__REQUESTS__:
1) In the text on lockstep validation, list the tests the prototype on-board computer will then be subjected to.
2) Retype the text on lockstep validation from "The lockstep implementation" to "meets our requirements.".
3) Translate this sentence from the text on lockstep validation into Spanish: "Systematic validation of our coarse-grain lockstep implementation is therefore an intermediate step."

The lockstep implementation validated in this publication and is the key element of a hardware-software-hybrid system architecture which combines different FT measures across the embedded stack within an FPGA-based MPSoC design. Validation of such concepts has to be conducted differently than for traditional hardware-voting based systems, and requires systematic fault injection. Hence, we developed an automated fault injection toolchain, which enables systematical testing using system emulation to validate the complete FDIR cycle. To place our results into context, we compared them to literature and discuss lessons learned and knowledge obtained throughout our fault injection campaign beyond analyzing raw numbers. The overall results of our fault injection campaign are positive and the thread-level coarse grain lockstep's performance meets our requirements.

As the other parts of our architecture have been verified separately in related work, our test campaign represent the final step in validating our current development-board based proof-of-concept. In practice, through this testing, we have exhausted all technically feasible testing techniques for software that are possible today to validate a fault tolerance measure of the scale of our lockstep. The positive outcome of our test enables us to now produce a prototype OBC implementation, which then allows us to then subject it to laser fault injection, radiation testing, and trials on-orbit. Systematic validation of our coarse-grain lockstep implementation is therefore an intermediate step. To further test our architecture, a prototype system must be implemented to then conduct radiation testing.

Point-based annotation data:
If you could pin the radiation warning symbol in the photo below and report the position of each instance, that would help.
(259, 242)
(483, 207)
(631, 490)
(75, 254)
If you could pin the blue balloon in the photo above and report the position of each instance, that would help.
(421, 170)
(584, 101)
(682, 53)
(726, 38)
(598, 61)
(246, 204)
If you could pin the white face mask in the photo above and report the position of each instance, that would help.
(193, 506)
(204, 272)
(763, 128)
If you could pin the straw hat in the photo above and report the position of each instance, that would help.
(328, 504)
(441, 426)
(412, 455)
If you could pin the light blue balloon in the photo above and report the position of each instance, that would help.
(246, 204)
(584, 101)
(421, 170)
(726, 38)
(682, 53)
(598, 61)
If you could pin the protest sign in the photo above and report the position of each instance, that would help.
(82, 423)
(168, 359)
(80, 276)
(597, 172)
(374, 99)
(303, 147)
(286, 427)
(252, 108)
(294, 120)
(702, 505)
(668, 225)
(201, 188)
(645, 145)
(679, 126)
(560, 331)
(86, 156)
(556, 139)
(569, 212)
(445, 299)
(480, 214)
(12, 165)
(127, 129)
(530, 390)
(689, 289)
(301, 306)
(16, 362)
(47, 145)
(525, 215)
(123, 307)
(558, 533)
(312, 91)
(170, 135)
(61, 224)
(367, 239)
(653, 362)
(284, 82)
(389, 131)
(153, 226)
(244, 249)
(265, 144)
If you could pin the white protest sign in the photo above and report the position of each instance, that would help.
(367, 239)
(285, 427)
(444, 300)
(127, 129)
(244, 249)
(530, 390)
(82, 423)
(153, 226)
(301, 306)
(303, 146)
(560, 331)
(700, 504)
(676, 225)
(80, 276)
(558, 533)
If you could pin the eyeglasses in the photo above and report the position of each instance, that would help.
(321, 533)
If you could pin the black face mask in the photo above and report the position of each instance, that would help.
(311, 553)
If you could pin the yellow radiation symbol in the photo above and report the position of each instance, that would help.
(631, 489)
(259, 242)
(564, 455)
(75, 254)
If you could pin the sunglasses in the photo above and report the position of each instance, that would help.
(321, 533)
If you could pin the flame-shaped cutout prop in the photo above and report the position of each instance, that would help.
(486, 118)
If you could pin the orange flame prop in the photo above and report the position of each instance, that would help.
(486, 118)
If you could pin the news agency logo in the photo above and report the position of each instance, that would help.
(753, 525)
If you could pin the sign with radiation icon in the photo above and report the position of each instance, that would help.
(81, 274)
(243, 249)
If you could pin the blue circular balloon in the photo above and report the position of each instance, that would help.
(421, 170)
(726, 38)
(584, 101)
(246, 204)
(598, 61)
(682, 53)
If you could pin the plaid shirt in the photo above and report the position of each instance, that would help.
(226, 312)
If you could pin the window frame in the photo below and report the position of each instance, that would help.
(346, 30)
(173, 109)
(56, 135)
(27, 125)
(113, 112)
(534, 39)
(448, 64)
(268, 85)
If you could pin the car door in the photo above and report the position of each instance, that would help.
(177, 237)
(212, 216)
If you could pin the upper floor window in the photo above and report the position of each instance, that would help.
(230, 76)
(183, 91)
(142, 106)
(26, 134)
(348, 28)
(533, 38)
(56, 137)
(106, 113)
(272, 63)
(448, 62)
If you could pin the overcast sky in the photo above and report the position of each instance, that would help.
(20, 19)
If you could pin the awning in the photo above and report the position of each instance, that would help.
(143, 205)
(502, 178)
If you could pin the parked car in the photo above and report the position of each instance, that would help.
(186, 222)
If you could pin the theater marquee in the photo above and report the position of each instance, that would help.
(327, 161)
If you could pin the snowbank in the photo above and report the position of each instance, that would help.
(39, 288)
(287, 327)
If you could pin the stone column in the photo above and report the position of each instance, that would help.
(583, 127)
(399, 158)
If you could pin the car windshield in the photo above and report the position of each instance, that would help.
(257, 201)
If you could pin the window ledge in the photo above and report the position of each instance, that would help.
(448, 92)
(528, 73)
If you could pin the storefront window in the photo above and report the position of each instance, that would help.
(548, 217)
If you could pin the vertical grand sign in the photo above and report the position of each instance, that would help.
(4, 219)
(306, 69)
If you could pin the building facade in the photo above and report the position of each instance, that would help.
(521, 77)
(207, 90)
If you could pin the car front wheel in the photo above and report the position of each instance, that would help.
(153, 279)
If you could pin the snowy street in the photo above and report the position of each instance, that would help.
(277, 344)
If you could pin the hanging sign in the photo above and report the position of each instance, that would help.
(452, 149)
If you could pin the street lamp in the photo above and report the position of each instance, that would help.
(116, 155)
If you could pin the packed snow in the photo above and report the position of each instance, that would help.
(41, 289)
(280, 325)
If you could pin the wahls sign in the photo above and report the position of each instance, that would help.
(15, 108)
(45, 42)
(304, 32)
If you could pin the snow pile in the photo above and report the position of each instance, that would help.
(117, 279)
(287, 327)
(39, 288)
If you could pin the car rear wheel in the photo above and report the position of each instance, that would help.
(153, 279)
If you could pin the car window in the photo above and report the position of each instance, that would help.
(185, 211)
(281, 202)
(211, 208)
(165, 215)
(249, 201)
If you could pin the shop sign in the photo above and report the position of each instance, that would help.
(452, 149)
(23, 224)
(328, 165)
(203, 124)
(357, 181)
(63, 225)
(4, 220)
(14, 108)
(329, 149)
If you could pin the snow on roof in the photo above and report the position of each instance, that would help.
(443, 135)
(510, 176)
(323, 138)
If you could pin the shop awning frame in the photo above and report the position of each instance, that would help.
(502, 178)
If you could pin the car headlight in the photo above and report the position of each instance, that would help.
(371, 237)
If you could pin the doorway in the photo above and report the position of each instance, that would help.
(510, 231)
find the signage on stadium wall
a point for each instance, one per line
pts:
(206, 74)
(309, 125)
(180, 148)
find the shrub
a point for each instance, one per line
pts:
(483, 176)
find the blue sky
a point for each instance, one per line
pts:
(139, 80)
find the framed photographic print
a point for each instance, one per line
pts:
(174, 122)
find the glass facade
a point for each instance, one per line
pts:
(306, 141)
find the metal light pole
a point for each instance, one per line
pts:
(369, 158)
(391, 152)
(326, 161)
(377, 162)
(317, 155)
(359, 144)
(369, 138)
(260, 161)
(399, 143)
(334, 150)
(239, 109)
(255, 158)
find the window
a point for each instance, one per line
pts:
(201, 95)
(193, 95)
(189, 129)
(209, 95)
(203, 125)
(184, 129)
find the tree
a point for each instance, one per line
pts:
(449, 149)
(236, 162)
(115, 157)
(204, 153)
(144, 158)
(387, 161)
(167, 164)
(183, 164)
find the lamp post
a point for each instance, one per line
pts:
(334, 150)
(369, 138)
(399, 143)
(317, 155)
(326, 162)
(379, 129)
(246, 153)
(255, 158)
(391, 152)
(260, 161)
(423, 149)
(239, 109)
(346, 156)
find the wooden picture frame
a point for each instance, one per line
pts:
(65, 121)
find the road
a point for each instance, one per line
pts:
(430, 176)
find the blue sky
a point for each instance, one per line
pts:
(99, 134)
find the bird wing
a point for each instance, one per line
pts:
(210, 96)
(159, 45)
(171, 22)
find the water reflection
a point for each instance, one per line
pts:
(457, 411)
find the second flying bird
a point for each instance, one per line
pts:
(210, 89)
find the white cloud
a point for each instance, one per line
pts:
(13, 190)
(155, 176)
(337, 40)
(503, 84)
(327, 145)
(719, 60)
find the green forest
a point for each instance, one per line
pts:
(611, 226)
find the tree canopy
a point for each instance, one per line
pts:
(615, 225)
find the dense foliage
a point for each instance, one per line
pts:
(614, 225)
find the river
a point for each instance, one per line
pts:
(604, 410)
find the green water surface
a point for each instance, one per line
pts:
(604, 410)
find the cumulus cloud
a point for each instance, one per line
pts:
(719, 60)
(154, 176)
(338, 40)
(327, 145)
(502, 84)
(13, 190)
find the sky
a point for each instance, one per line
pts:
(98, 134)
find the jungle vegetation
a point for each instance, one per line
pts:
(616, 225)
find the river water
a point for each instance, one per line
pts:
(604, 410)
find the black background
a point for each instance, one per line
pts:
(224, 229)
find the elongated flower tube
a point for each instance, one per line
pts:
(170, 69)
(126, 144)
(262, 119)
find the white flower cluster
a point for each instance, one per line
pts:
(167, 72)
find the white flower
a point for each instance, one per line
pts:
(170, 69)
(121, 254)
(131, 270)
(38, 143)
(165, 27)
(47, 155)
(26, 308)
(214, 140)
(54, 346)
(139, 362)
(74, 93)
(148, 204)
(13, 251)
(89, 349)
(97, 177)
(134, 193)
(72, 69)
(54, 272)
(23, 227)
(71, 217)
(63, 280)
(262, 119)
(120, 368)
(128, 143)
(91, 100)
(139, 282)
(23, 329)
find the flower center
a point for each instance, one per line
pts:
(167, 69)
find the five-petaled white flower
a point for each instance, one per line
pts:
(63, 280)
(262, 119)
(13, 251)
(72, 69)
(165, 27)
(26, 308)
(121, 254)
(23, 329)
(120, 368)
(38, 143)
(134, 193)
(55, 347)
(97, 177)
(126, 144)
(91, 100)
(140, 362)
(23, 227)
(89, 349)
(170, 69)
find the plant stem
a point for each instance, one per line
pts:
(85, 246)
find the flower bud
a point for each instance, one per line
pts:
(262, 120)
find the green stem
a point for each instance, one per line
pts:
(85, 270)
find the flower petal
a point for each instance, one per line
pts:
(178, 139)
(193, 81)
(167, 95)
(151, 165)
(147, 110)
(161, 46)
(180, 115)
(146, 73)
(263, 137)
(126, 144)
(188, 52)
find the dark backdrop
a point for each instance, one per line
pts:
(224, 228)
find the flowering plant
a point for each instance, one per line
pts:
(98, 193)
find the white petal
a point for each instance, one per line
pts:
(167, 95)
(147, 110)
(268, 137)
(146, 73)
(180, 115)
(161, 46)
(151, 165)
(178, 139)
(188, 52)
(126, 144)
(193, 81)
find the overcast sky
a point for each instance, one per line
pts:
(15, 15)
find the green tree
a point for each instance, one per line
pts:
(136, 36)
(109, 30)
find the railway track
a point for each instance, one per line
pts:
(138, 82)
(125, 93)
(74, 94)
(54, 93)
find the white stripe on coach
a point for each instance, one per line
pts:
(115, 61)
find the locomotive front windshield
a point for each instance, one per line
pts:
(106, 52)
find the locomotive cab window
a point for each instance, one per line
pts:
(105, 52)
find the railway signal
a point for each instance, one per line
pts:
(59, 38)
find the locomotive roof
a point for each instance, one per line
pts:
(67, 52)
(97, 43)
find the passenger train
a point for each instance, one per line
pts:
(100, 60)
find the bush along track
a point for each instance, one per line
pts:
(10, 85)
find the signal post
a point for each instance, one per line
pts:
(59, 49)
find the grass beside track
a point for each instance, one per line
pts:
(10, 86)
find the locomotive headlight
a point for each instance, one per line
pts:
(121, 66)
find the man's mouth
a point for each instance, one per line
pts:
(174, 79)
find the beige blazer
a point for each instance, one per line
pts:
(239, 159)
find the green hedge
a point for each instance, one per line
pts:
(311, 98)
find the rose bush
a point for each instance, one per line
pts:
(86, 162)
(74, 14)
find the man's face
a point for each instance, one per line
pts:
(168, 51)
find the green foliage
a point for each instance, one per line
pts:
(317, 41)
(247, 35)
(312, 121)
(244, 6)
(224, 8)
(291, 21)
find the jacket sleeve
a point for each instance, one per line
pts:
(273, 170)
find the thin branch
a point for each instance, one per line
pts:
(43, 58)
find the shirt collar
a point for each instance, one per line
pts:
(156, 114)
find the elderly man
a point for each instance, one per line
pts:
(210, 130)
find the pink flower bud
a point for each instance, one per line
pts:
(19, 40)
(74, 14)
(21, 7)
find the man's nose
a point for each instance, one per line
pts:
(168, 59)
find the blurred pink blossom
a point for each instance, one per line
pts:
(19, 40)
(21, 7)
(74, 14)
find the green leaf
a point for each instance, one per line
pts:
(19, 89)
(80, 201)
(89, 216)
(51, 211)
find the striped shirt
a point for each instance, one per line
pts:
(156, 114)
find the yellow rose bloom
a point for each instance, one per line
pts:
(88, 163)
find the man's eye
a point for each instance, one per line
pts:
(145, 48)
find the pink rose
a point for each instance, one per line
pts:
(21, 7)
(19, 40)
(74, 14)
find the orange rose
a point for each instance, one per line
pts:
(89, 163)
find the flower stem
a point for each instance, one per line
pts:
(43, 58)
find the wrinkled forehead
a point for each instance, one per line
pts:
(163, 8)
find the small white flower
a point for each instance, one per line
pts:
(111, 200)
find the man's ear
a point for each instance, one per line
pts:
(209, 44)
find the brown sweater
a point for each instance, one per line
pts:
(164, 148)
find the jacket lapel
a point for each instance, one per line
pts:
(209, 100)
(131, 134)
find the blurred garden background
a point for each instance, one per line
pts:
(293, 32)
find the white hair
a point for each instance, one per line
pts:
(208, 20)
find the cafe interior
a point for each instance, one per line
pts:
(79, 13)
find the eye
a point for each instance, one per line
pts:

__ANSWERS TO THE EXERCISE__:
1)
Laser fault injection
Radiation testing
Trials on-orbit

2)
The lockstep implementation validated in this publication and is the key element of a hardware-software-hybrid system architecture which combines different FT measures across the embedded stack within an FPGA-based MPSoC design. Validation of such concepts has to be conducted differently than for traditional hardware-voting based systems, and requires systematic fault injection. Hence, we developed an automated fault injection toolchain, which enables systematical testing using system emulation to validate the complete FDIR cycle. To place our results into context, we compared them to literature and discuss lessons learned and knowledge obtained throughout our fault injection campaign beyond analyzing raw numbers. The overall results of our fault injection campaign are positive and the thread-level coarse grain lockstep's performance meets our requirements.

3) Por lo tanto, la validación sistemática de nuestra implementación de lockstep de grano grueso es un paso intermedio.